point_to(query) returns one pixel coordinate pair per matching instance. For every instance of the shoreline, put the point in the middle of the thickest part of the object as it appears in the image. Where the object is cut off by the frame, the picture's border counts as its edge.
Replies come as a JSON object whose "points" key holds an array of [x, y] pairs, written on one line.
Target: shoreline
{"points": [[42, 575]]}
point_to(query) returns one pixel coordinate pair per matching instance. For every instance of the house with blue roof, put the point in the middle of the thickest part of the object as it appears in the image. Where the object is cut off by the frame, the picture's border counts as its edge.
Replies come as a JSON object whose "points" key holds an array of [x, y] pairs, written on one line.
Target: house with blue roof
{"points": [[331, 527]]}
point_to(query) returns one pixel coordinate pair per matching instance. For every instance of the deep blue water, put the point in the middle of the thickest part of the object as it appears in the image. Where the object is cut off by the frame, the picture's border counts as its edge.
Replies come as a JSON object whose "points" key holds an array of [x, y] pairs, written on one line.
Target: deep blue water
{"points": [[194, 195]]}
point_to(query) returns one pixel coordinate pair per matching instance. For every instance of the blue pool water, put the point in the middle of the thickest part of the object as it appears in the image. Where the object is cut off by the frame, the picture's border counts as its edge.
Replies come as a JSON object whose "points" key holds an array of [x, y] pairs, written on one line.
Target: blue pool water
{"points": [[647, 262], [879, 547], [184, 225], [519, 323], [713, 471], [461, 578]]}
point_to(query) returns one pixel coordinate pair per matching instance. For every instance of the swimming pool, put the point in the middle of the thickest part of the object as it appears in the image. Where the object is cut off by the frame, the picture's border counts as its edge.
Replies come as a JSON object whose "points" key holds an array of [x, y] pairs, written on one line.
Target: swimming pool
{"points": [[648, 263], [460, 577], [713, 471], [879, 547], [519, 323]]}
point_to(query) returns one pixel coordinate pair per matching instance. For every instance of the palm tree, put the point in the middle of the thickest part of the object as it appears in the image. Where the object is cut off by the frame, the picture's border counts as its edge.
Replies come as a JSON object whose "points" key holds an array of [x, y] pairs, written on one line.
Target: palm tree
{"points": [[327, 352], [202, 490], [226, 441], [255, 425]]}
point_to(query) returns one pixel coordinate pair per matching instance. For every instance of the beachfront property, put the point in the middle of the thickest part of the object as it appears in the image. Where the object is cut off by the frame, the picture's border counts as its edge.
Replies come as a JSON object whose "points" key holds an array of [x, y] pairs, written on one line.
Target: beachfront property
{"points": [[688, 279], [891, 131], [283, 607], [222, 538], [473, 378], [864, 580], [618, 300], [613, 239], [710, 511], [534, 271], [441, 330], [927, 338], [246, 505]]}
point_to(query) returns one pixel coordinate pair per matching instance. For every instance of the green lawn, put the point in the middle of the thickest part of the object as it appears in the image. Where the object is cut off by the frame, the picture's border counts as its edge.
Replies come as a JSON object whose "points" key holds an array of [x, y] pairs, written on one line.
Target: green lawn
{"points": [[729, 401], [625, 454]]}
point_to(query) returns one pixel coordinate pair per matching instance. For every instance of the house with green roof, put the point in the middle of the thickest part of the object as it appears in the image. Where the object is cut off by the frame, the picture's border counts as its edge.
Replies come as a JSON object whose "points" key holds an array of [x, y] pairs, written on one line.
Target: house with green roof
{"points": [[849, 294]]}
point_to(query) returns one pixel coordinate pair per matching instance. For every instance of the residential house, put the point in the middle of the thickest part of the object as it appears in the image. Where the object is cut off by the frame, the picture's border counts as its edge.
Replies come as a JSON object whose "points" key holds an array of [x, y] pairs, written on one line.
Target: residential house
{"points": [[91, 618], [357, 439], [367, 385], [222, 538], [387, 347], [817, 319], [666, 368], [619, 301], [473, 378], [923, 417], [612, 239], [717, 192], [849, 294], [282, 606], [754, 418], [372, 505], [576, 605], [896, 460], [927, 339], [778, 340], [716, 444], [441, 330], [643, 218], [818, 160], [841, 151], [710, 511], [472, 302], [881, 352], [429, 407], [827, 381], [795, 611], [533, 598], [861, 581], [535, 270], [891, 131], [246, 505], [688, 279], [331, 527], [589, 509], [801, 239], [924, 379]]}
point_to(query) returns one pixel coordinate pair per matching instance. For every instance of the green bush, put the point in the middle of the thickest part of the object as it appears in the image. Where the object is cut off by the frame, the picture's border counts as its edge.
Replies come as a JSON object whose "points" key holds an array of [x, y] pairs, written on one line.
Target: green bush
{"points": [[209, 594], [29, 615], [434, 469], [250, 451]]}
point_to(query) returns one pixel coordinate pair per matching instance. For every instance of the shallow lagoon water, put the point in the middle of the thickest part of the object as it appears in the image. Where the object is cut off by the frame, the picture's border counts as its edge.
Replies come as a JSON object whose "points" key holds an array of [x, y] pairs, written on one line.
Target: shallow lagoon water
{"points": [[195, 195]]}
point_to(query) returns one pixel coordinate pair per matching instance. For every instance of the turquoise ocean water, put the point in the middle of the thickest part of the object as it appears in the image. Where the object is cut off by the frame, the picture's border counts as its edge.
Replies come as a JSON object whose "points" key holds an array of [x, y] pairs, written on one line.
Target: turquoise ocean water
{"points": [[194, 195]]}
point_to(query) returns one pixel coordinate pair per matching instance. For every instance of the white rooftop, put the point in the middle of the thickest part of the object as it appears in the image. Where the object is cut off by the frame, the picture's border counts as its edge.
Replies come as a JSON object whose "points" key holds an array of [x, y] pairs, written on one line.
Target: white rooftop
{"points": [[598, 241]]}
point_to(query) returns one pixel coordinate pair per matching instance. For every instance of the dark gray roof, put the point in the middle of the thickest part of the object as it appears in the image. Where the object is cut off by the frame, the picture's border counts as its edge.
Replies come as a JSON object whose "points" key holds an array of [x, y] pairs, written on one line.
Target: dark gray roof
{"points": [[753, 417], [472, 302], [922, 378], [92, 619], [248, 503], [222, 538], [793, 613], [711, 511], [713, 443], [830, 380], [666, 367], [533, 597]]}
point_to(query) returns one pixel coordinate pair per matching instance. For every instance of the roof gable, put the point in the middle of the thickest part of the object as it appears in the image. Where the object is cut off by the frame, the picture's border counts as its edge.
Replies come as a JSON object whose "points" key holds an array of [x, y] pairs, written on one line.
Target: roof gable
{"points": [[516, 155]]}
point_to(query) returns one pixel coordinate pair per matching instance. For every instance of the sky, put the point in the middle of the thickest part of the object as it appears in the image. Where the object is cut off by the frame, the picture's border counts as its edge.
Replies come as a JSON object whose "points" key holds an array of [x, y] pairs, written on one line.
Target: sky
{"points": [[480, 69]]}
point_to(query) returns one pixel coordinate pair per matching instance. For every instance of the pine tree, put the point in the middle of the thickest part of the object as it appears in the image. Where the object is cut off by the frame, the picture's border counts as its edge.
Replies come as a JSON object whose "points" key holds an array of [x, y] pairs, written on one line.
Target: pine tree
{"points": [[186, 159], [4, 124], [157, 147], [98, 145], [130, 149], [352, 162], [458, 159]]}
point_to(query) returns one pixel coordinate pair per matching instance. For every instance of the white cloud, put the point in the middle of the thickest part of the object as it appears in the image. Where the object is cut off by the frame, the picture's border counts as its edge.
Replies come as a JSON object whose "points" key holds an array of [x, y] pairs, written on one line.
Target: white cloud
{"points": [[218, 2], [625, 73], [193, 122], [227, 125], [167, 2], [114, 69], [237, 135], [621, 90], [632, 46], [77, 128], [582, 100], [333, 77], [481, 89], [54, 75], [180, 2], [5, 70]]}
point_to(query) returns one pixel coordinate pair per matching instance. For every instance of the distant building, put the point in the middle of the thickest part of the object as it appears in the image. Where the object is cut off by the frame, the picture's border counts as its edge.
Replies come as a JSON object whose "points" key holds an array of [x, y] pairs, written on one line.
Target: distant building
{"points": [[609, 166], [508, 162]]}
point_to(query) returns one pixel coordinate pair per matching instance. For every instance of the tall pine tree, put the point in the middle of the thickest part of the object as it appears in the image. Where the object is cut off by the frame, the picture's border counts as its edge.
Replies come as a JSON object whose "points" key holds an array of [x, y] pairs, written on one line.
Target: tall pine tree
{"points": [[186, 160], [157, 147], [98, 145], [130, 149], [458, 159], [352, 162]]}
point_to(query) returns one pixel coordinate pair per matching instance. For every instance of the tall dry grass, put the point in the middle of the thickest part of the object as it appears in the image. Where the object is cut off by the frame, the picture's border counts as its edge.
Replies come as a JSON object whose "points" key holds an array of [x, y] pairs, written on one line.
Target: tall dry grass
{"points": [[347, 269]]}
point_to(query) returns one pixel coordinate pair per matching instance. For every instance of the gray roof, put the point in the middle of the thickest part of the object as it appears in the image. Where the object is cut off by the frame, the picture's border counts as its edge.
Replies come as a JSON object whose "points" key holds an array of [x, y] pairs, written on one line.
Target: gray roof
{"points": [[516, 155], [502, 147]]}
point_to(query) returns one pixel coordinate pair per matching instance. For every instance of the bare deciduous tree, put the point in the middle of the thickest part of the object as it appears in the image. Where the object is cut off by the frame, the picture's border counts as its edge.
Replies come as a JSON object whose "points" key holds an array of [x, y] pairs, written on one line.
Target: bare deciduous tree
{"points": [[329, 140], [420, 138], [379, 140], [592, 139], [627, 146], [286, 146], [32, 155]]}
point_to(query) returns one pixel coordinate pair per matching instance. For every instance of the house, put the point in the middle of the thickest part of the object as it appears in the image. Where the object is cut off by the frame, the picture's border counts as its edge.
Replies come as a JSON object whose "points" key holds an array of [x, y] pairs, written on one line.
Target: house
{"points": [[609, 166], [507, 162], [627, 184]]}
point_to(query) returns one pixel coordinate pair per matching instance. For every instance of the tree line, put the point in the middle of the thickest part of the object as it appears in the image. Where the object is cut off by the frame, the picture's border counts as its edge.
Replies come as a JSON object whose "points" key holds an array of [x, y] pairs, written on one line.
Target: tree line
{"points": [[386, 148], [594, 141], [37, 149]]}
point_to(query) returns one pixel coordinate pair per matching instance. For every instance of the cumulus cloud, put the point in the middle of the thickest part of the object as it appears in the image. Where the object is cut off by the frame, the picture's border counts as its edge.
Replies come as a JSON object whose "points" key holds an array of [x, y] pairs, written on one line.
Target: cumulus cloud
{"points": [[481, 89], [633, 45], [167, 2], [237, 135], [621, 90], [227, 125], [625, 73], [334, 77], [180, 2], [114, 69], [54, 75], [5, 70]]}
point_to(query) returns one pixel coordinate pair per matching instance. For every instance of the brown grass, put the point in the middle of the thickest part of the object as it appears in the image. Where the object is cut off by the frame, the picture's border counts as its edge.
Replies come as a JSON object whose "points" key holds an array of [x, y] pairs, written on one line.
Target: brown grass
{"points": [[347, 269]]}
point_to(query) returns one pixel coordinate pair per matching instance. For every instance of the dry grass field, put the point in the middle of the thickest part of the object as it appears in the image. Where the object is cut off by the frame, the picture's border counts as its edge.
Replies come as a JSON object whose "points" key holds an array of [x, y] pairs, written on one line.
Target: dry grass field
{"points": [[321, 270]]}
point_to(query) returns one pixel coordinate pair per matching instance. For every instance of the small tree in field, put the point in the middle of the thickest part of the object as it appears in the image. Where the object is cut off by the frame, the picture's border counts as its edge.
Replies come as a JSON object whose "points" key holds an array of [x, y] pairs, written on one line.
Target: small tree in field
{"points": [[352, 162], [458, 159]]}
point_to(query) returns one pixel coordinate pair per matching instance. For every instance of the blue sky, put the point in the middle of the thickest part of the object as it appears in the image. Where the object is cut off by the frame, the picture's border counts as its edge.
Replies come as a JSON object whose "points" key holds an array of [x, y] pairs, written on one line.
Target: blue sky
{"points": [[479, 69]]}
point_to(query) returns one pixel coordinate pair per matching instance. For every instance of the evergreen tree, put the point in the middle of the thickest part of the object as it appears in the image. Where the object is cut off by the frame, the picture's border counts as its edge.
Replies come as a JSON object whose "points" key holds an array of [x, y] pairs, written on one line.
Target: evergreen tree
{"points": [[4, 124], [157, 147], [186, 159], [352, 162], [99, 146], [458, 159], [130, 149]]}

____________

▸ **Aim**: Begin with the line that contains "of the small" and set down each line exactly until the records above end, including the final line.

▸ **Task solution**:
point_to(query) returns one pixel coordinate pair per matching instance. For every instance of the small tree in field, put the point in the middle of the thickest part of the object as it appears in the image. Where the object is cut off by the frame, the picture's border counts as its edge.
Replies come as a JSON object whose "points" key holds an array of [x, y] pairs, written on one line.
Target: small tree in field
{"points": [[352, 162], [458, 159]]}
point_to(query) returns one pixel coordinate pair per matching instance. For every instance of the blue sky, put the point in the middle of the thickest part of the object as it appears in the image. Where the object is cut off by the frame, the picture's border counts as its edge.
Replies come as a JSON object whose "points" key holds an array of [x, y] pairs, written on one line.
Target: blue sky
{"points": [[479, 69]]}
point_to(query) returns one pixel coordinate pair per matching instance. For every instance of the evergreen tree, put the point in the middle of the thickest part of the object as it appears in the image. Where the object is cut off by the frame, the picture's border counts as its edge.
Replies come as a JSON object whose "points" key holds an array of [x, y] pairs, written on one line.
Target: evergreen tree
{"points": [[4, 124], [157, 147], [186, 159], [352, 162], [99, 146], [458, 159], [130, 149]]}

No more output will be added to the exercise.